• TO-DO LIST:
1) Please quote the ANZ Premiership text from "The ANZ Premiership is" up to and including "won three premierships.".
2) In the ANZ Premiership text, who coached Southern Steel in the 2017 season?
3) Decide whether each statement agrees with the ANZ Premiership text, answering yes or no and quoting the words that decide it: (a) The ANZ Premiership is organized by Netball Australia. (b) Northern Stars joined the league as a brand new franchise. (c) Southern Steel beat Central Pulse 69–53 in the 2017 grand final.

• READING PASSAGE:
————————

The ANZ Premiership is the top level netball league featuring teams from New Zealand. In 2017 it replaced the ANZ Championship, which also included teams from Australia, as the top level netball league in New Zealand. It is organised by Netball New Zealand. Its main sponsor is ANZ. In 2017, Southern Steel were the inaugural ANZ Premiership winners. Central Pulse are the league's most successful team, having won three premierships.

History

Formation
In May 2016, Netball Australia and Netball New Zealand announced that the ANZ Championship would be discontinued after the 2016 season. In New Zealand it was replaced by the ANZ Premiership, while in Australia it was replaced by Suncorp Super Netball The founding members of ANZ Premiership included the five former New Zealand ANZ Championship teams – Central Pulse, Mainland Tactix, Northern Mystics, Southern Steel and Waikato Bay of Plenty Magic  – plus a brand new franchise, Northern Stars.

Inaugural champions
With a team coached by Reinga Bloxham, captained by Wendy Frew and featuring Gina Crampton, Jhaniele Fowler-Reid, Shannon Francois, and Jane Watson, Southern Steel finished the 2017 season as inaugural ANZ Premiership winners. After finishing the regular season unbeaten and as minor premiers, Steel defeated Central Pulse 69–53 in the grand final. This saw Steel complete a 16 match unbeaten season. Steel subsequently went onto to retain their title and in the 2018 grand final they again defeated Pulse.

————————

• EXTRACTED INFORMATION:
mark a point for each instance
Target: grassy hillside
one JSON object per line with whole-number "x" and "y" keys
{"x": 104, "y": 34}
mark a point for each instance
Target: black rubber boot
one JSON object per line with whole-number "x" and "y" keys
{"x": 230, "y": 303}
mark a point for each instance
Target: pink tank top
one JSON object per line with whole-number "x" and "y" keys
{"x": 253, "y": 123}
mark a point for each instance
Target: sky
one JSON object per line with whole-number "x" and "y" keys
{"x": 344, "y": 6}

————————

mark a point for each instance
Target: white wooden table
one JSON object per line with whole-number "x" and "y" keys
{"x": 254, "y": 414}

————————

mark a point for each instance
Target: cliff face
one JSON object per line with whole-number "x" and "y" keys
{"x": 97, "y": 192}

————————

• ANSWER LIST:
1)
The ANZ Premiership is the top level netball league featuring teams from New Zealand. In 2017 it replaced the ANZ Championship, which also included teams from Australia, as the top level netball league in New Zealand. It is organised by Netball New Zealand. Its main sponsor is ANZ. In 2017, Southern Steel were the inaugural ANZ Premiership winners. Central Pulse are the league's most successful team, having won three premierships.

2) Reinga Bloxham

3)
(a) No: "It is organised by Netball New Zealand."
(b) Yes: "plus a brand new franchise, Northern Stars."
(c) Yes: "Steel defeated Central Pulse 69–53 in the grand final."